▸ **REQUIREMENTS**:
Count the lines in the listing below that contain the string "stem", treating uppercase and lowercase letters as different. Reply with only that number.
** Start **
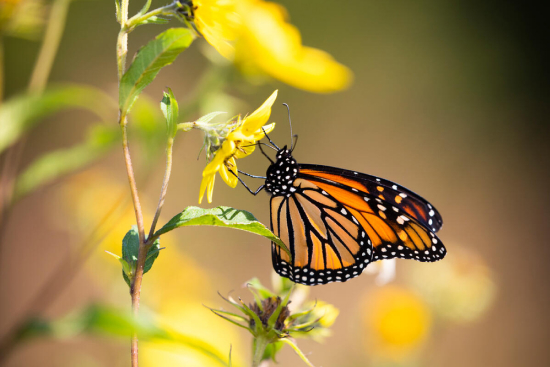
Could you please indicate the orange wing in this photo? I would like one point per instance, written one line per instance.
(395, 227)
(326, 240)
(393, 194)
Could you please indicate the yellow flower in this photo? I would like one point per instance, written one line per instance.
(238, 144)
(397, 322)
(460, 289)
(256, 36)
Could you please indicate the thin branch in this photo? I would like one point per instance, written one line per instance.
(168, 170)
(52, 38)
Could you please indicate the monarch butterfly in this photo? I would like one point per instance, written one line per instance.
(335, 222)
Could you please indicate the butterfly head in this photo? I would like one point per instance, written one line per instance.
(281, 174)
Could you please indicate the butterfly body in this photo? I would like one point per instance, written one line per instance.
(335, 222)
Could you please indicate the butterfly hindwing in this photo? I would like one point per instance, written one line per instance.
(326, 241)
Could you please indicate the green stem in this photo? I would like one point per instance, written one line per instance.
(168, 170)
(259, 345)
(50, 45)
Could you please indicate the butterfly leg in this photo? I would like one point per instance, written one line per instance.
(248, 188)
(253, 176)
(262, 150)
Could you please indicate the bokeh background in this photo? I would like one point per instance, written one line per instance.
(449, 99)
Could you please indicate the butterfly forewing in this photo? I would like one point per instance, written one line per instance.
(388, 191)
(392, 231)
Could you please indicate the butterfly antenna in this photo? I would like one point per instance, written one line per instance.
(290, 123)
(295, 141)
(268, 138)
** End **
** Start **
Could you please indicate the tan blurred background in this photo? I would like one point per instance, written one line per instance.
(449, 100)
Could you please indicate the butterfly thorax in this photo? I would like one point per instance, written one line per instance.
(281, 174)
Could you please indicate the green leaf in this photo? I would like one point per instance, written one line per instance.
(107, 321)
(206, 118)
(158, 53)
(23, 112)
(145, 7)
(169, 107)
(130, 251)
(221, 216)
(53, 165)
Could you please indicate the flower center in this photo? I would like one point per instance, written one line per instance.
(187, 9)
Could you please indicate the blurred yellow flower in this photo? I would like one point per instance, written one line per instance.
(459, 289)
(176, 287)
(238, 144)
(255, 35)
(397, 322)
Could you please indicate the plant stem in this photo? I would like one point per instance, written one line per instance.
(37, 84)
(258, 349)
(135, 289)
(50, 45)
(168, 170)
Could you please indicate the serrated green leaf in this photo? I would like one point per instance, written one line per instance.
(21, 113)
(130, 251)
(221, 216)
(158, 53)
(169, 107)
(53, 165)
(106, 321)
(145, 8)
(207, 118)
** End **
▸ **EXERCISE RESULT**:
2